### What you need to do
Write out each entry below exactly; the images do not belong in your copy.

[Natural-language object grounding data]

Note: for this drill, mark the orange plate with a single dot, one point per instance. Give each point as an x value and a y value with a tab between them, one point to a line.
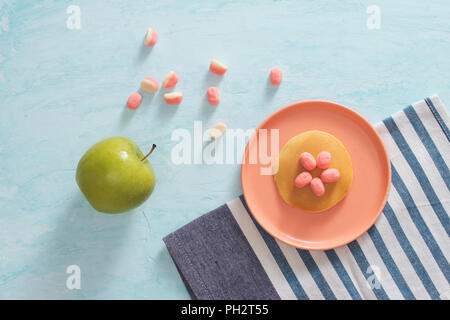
351	217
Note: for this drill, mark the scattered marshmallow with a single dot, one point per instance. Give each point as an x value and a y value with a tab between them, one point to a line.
150	37
134	101
217	130
276	75
173	97
149	85
171	80
307	161
303	179
317	187
213	96
330	175
217	67
323	160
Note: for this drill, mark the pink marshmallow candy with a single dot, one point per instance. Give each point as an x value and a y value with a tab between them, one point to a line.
173	97
217	67
303	179
213	96
276	75
149	85
171	80
330	175
307	161
323	160
134	101
150	37
317	187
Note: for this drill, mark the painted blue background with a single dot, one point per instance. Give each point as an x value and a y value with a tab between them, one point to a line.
62	90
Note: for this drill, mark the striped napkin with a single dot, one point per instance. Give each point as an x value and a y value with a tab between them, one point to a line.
225	254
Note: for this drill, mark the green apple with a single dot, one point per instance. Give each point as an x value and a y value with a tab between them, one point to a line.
115	176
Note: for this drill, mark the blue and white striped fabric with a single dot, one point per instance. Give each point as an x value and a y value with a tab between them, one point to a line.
226	255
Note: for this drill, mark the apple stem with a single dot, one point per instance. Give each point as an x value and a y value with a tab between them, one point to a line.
151	150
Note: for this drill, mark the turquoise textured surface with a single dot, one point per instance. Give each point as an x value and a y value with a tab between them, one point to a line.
62	90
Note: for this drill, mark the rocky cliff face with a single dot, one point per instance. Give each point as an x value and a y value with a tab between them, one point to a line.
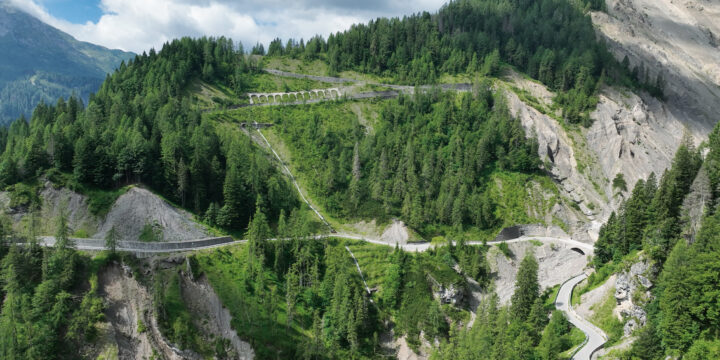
677	39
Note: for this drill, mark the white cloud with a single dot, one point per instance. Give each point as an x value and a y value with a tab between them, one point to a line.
138	25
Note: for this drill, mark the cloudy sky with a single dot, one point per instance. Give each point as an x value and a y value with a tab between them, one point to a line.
138	25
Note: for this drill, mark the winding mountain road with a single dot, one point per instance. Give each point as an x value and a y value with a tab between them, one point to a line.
594	337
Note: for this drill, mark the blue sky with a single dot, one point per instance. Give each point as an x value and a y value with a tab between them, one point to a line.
74	11
138	25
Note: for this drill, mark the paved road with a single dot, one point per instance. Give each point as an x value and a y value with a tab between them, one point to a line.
595	338
210	243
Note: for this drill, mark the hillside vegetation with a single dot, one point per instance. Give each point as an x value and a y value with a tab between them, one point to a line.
41	64
658	219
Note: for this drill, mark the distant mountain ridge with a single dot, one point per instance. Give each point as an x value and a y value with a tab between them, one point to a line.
42	63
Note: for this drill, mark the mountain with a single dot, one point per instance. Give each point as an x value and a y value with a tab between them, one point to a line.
444	186
42	63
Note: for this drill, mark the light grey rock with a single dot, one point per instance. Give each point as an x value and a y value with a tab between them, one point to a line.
637	317
675	39
695	204
450	295
622	287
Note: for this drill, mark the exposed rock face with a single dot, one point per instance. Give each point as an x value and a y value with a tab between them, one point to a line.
637	318
626	284
128	304
212	317
634	135
138	207
556	263
678	39
695	204
72	204
447	294
556	148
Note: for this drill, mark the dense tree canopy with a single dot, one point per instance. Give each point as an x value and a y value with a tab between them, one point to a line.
141	127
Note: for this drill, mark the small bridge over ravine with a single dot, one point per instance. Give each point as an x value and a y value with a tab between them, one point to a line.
294	96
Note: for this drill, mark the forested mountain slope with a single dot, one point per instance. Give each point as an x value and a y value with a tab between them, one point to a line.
549	128
678	41
41	63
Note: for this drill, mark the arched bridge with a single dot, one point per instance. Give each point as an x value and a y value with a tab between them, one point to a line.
294	96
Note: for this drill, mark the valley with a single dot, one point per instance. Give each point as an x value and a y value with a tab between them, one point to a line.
495	180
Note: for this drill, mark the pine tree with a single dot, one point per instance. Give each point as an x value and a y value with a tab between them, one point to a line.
526	288
111	239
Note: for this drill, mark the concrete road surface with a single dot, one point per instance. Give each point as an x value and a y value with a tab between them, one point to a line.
596	338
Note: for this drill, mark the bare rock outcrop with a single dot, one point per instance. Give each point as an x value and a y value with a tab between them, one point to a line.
211	316
556	148
138	208
634	135
72	204
130	312
695	204
556	263
675	39
630	287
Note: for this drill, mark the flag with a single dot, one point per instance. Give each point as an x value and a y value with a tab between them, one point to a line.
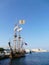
21	21
15	27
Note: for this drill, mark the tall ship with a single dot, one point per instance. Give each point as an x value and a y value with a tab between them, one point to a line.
18	43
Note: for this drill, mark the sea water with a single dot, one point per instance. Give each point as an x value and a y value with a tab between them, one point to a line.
30	59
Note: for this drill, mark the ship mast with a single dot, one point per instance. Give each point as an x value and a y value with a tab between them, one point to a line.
17	37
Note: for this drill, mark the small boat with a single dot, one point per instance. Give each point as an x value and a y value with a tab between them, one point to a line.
18	50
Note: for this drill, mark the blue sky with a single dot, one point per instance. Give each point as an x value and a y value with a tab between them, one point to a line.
36	14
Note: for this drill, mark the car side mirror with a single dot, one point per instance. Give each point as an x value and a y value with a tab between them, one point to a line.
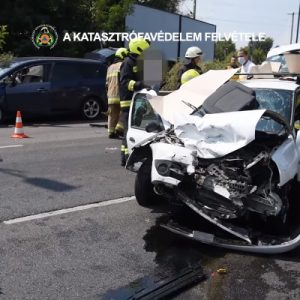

### Result of this task
Note: for this drill, mark the orange plate with a single dot, one point per instance. Give each point as an x value and a y value with a tab between them, one point to a line.
351	217
Note: for this drill, mark the scattered marshmallow with a single dot, one point per instance. Give each point as an x value and a y value with a tab between them, one point to a line.
150	37
134	101
217	130
276	75
173	97
149	85
171	80
307	161
303	179
317	187
213	96
330	175
217	67
323	160
Note: for this drill, mark the pink marshmallow candy with a single dot, one point per instance. Give each point as an x value and a y value with a tab between them, one point to a line.
173	97
217	67
303	179
213	96
276	75
149	85
171	80
330	175
307	161
323	160
134	101
150	37
317	187
Note: for this drill, mark the painted blue background with a single dot, one point per instance. Give each point as an x value and a y value with a tab between them, one point to a line.
62	90
Note: for this drill, mark the striped napkin with a single dot, one point per instance. Give each point as an x value and a y value with a tab between them, one point to a line.
225	254
Note: for this drill, mark the green apple with a single dot, one point per instance. Give each point as an x value and a y value with a tab between them, one point to a line.
115	176
Note: for this drill, mark the blue and white striped fabric with a single dot, one point per instance. Give each point as an x value and a y value with a tab between them, one point to a line.
226	255
Note: for this drill, mark the apple stem with a single dot, one point per instance. Give each point as an x value and a y value with a tab between them, one point to a line.
151	150
Note: for this drill, mark the turquoise textured surface with a single dot, one point per instance. Give each point as an x value and a y value with a tab between them, one point to a line.
62	90
Note: for this drill, mark the rocky cliff face with a single dot, one point per instance. Give each point as an x value and a y value with a tab between them, one point to a line.
677	39
Note: for this drill, mark the white cloud with a single dot, one point per instance. Give each point as an x value and a y value with a tab between them, one point to a line.
138	25
Note: for this drill, mark the cloudy sky with a single dot, one point per instance. Give each point as an x value and a y value with a tab between them, one point to a line.
138	25
Note: for this drill, mark the winding mountain road with a single dot, one point per instance. Give each point as an x value and a y value with a tab between them, one point to a line.
594	337
Note: for this drill, mark the blue sky with a single dot, one point per instance. Give each point as an x value and a y value with a tab between them, one point to a line.
74	11
138	25
Note: for this drill, mark the paved road with a single dot, one point per instance. Give each point as an x value and a y value with a tab between them, one point to a line.
595	338
210	243
Note: for this drill, mark the hillside vegetation with a single dot, one point per instance. Give each point as an x value and a y value with a tab between them, one point to a line.
41	64
658	219
Note: for this drill, mark the distant mountain ridge with a single dot, one point per instance. Give each point as an x value and a y value with a tab between them, one point to a line.
42	63
Note: for this drill, mark the mountain with a single dot, one point per instance. Give each point as an x value and a y value with a tab between them, one point to a line.
444	186
42	63
Note: for this drill, mark the light grey rock with a single dot, one point per instance. Give each point as an x value and a y value with a tab between them, one point to a line.
637	317
675	39
695	204
450	295
622	287
Note: for this drill, mark the exposed rock face with a single dot, one point per instance. Give each point as an x value and a y value with a tab between them, one point to a line.
637	318
626	284
128	304
212	317
634	135
138	207
556	263
678	39
695	204
72	204
447	294
556	148
Note: for this drill, mark the dense tree canopy with a single dot, one point per instance. Give each point as an x value and a y value with a tab between them, one point to a line.
141	127
Note: for this drill, mark the small bridge over ravine with a single dot, one point per instance. Give each point as an x value and a y value with a tab between them, one point to a line.
294	96
Note: for this drill, mark the forested mountain slope with a single dot, one point per instance. Give each point as an x value and a y value with a tab between them, one point to a line.
549	128
678	41
41	63
Note: for this drill, mark the arched bridge with a single dot, one point per instance. Give each point as an x value and a y value with a tab between them, one point to a line.
294	96
Note: for this drill, mark the valley with a single dot, one point per instance. Give each point as an x value and a y value with a tab between them, one point to a line.
495	180
Note: for this drill, mark the pine tree with a single dot, one point per instance. Give each point as an x value and a y value with a tab between them, one point to a line.
526	288
111	239
Note: for this drill, mark the concrete road surface with a single dot, one point per instance. Give each point as an x value and a y value with a tab between them, one point to a line.
596	338
Note: for this drill, mark the bare rock outcrop with a single dot, one point per instance. Give each point as an x value and a y value with a tab between them, one point to a line.
211	316
556	148
138	208
634	135
72	204
130	312
695	204
556	263
675	39
630	287
Note: for this drill, mark the flag with a single dot, one point per instance. Give each point as an x value and a y value with a tab between them, one point to a line.
21	21
15	27
Note: for this drill, mark the tall ship with a single dot, one point per instance. Give each point as an x value and a y value with a tab between them, one point to a line.
18	43
Note: for this drill, mark the sea water with a single dot, one point per instance. Give each point as an x value and a y value with a tab between them, one point to a line.
30	59
Note: for this drill, mark the ship mast with a single dot, one point per instance. Give each point as an x value and a y value with a tab between them, one point to a line.
17	37
Note: for this drill, mark the small boat with a single dot, one point per instance. Give each point as an x value and a y value with a tab between them, one point to a line.
18	50
Note: for this drill, mark the blue sky with a single dot, one point per instance. Give each point as an x value and a y value with a tab between them, one point to a line.
36	14
Note: for this drill, mark the car side mirror with a single dot, one point per instance. Give each point as an x value and a y value with a tab between them, one point to a line.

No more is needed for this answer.